* [Dataset records]:
--------------------------------------------------

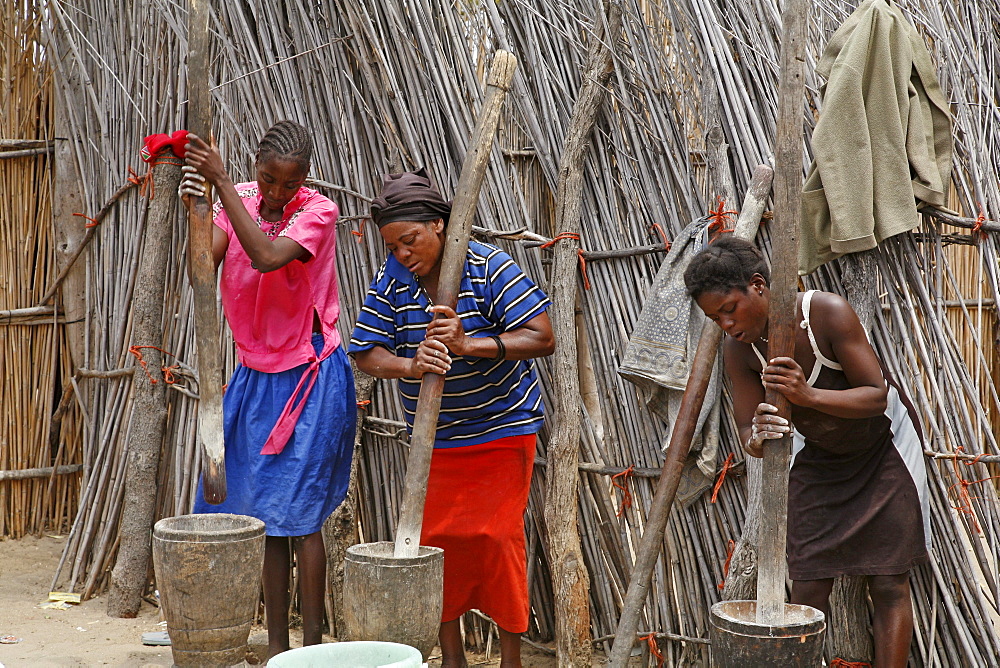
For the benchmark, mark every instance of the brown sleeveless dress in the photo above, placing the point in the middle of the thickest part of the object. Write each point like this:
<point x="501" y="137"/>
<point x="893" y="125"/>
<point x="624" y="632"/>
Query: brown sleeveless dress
<point x="857" y="488"/>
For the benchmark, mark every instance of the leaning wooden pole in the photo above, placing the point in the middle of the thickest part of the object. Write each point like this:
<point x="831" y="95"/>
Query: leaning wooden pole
<point x="201" y="268"/>
<point x="149" y="391"/>
<point x="680" y="442"/>
<point x="463" y="209"/>
<point x="782" y="315"/>
<point x="570" y="580"/>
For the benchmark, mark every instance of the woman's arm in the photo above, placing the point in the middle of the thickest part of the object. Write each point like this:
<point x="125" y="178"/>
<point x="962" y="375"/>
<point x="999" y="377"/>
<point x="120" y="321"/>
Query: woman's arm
<point x="446" y="337"/>
<point x="754" y="419"/>
<point x="266" y="254"/>
<point x="431" y="357"/>
<point x="532" y="339"/>
<point x="841" y="337"/>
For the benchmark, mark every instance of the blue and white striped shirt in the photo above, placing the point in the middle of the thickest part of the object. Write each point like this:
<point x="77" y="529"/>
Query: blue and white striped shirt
<point x="483" y="400"/>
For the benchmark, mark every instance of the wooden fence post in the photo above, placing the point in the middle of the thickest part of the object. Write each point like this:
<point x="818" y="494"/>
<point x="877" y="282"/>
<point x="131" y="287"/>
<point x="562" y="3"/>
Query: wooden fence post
<point x="570" y="581"/>
<point x="149" y="411"/>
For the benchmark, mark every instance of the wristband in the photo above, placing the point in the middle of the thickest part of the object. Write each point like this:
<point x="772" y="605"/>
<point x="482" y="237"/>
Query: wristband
<point x="501" y="348"/>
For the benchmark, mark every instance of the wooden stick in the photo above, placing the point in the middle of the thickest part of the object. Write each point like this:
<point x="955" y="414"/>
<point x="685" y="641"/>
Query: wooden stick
<point x="570" y="579"/>
<point x="418" y="466"/>
<point x="201" y="269"/>
<point x="149" y="415"/>
<point x="680" y="443"/>
<point x="782" y="313"/>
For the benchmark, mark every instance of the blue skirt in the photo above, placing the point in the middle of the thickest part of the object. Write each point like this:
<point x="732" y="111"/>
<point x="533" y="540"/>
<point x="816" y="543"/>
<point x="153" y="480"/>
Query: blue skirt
<point x="294" y="491"/>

--------------------------------------------------

* [Requirement]:
Rewrite the lines from the one containing "For the benchmark, mark every instance of the wristband" through the end, with "wooden stick" changed to "bamboo stick" and everything else left the same.

* [The completed task]:
For the benchmark, mark every instance of the wristband in the photo above, placing the point in the middle of the thickest part of the object. Write each point like this:
<point x="772" y="605"/>
<point x="482" y="237"/>
Query: wristband
<point x="501" y="348"/>
For the benchmark, mark every instance of the bamboo stick in the photo above, placing the point in the middle of the thickest part of the object. Write each point like this:
<point x="955" y="414"/>
<point x="685" y="641"/>
Query: bamboo stick
<point x="570" y="579"/>
<point x="418" y="466"/>
<point x="201" y="269"/>
<point x="149" y="415"/>
<point x="680" y="443"/>
<point x="782" y="313"/>
For the benchmark, mark every instance of the blue skirt in the photo above, placing the point in the middle of the thickest part of the object. Write each point like this:
<point x="732" y="111"/>
<point x="533" y="540"/>
<point x="816" y="543"/>
<point x="153" y="480"/>
Query: blue skirt
<point x="294" y="491"/>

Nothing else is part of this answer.